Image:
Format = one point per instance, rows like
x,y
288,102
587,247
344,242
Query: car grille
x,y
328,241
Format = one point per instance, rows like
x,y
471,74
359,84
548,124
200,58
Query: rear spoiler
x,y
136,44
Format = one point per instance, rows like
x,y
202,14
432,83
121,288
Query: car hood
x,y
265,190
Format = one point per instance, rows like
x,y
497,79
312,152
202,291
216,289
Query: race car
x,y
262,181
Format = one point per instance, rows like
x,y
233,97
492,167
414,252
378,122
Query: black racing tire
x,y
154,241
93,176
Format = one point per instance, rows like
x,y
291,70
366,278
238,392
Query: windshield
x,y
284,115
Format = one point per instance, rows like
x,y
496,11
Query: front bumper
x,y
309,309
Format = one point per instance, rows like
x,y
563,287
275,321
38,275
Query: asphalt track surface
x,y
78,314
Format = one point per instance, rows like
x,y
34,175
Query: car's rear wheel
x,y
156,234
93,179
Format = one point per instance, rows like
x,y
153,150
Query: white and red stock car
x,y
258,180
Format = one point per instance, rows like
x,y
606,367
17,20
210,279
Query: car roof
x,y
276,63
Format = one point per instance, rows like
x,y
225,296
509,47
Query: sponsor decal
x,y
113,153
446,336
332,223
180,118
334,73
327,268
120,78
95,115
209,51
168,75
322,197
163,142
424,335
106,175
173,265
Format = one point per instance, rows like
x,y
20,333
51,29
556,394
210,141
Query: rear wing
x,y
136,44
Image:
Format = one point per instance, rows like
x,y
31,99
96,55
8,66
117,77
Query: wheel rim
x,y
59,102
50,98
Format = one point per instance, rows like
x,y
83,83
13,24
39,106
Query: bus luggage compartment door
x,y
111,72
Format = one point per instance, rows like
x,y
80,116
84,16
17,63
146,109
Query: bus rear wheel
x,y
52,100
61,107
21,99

§ **Aim**: Restate the whole listing exactly, leaving out nothing.

§ **Output**:
Image:
Format = one point per instance, rows like
x,y
288,102
587,247
344,242
Query: car grille
x,y
328,241
Format = one point per instance, rows like
x,y
471,74
359,84
548,124
200,58
Query: rear spoiler
x,y
136,44
Format = one point per instance, rows like
x,y
202,14
432,83
121,288
Query: car hood
x,y
265,190
Format = one point per instance, rows like
x,y
497,79
312,152
202,291
216,289
Query: race car
x,y
262,181
Format = one point per instance, rows like
x,y
233,97
492,167
414,252
378,122
Query: black racing tire
x,y
154,241
93,176
Format = one point per instance, rows like
x,y
291,70
366,278
238,392
Query: windshield
x,y
284,115
Format = one point per instance, rows like
x,y
496,11
Query: front bumper
x,y
309,309
Format = one point per instance, rows like
x,y
563,287
275,321
38,275
Query: asphalt track surface
x,y
78,314
Format = one point per instance, rows like
x,y
34,175
Query: car's rear wheel
x,y
156,234
93,179
Format = one point per instance, rows like
x,y
153,150
Query: white and red stock car
x,y
258,180
Format = one point per instance, rows like
x,y
606,367
17,20
210,279
Query: car roof
x,y
276,63
Format = one point per instance, rows like
x,y
225,296
509,47
Query: sponsor decal
x,y
113,153
446,336
332,223
180,118
334,73
327,268
120,78
95,115
209,51
168,75
322,197
163,142
424,335
106,175
173,265
Format = one point per instance, rows like
x,y
20,333
51,29
556,394
210,141
Query: rear wing
x,y
136,44
Image:
Format = one point per instance, rows like
x,y
31,99
96,55
8,66
117,77
Query: wheel rim
x,y
59,102
50,98
Format = one point per instance, rows like
x,y
83,83
13,24
39,106
Query: bus luggage compartment door
x,y
111,72
Format = one point per instance, rows like
x,y
80,116
84,16
17,63
146,109
Query: bus rear wheel
x,y
52,100
61,107
21,99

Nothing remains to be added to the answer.